**Dataset entries**.
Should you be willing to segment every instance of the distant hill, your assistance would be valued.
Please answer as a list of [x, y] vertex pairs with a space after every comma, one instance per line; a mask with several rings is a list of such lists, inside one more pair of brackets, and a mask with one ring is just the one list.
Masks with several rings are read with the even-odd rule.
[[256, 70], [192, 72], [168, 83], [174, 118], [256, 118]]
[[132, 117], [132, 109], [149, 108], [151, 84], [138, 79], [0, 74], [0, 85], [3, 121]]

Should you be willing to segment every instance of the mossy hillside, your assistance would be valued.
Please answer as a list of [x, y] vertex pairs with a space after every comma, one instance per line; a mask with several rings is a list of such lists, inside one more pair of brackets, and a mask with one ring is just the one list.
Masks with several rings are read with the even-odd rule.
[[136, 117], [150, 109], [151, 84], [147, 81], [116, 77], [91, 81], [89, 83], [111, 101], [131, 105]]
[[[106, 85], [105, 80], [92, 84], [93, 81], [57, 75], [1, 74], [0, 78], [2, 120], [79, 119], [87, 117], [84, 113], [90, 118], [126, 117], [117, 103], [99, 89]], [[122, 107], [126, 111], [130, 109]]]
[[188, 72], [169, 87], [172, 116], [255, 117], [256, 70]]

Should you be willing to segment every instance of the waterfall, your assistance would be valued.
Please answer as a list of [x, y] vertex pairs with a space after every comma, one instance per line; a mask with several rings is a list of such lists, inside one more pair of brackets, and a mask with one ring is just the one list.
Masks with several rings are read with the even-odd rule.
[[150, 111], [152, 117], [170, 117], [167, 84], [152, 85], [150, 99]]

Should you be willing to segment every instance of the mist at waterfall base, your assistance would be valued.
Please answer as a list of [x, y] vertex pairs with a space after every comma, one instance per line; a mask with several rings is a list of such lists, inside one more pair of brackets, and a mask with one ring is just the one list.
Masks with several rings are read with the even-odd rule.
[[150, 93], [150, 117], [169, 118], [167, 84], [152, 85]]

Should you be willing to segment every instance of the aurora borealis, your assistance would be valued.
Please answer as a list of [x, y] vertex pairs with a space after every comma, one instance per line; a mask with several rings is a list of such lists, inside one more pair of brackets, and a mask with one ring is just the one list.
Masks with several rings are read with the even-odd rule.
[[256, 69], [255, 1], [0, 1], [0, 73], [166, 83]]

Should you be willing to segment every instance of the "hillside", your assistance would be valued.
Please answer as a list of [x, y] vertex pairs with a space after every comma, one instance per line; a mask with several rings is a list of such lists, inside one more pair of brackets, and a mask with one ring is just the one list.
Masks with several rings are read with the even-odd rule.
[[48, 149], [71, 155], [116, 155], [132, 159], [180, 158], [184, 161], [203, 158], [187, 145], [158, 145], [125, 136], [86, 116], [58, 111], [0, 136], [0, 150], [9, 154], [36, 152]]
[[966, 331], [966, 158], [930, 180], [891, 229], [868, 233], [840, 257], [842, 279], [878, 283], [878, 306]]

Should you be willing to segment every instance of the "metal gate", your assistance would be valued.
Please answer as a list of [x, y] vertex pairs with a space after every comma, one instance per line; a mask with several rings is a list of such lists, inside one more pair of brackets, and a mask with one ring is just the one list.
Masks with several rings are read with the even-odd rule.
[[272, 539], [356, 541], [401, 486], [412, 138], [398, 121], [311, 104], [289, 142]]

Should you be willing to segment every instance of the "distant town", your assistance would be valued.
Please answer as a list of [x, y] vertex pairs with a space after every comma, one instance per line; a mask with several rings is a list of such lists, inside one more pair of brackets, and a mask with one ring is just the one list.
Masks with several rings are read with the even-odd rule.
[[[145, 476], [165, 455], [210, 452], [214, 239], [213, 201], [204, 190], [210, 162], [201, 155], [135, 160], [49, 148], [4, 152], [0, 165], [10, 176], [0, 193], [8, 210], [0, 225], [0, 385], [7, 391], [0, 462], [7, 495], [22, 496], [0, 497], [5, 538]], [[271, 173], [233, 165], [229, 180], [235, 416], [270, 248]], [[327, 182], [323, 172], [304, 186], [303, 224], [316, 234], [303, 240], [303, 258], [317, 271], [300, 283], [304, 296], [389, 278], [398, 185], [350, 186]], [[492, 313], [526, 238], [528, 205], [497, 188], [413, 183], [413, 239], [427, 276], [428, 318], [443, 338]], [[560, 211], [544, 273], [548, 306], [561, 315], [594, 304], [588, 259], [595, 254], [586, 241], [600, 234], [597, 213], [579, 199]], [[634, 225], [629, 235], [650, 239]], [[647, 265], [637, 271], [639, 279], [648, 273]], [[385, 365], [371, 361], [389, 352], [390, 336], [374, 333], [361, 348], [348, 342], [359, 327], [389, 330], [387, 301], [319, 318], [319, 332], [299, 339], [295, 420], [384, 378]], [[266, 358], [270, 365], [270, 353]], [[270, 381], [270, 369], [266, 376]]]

**Task goal**. Which lines in the rows above contain the word "hillside"? Pick out and copy each of them, counting only matches with the same case.

**Answer to the exercise**.
Should you be willing to segment every instance of the mossy hillside, your assistance would be valued.
Should you be willing to segment every instance of the "hillside", your assistance would be valued.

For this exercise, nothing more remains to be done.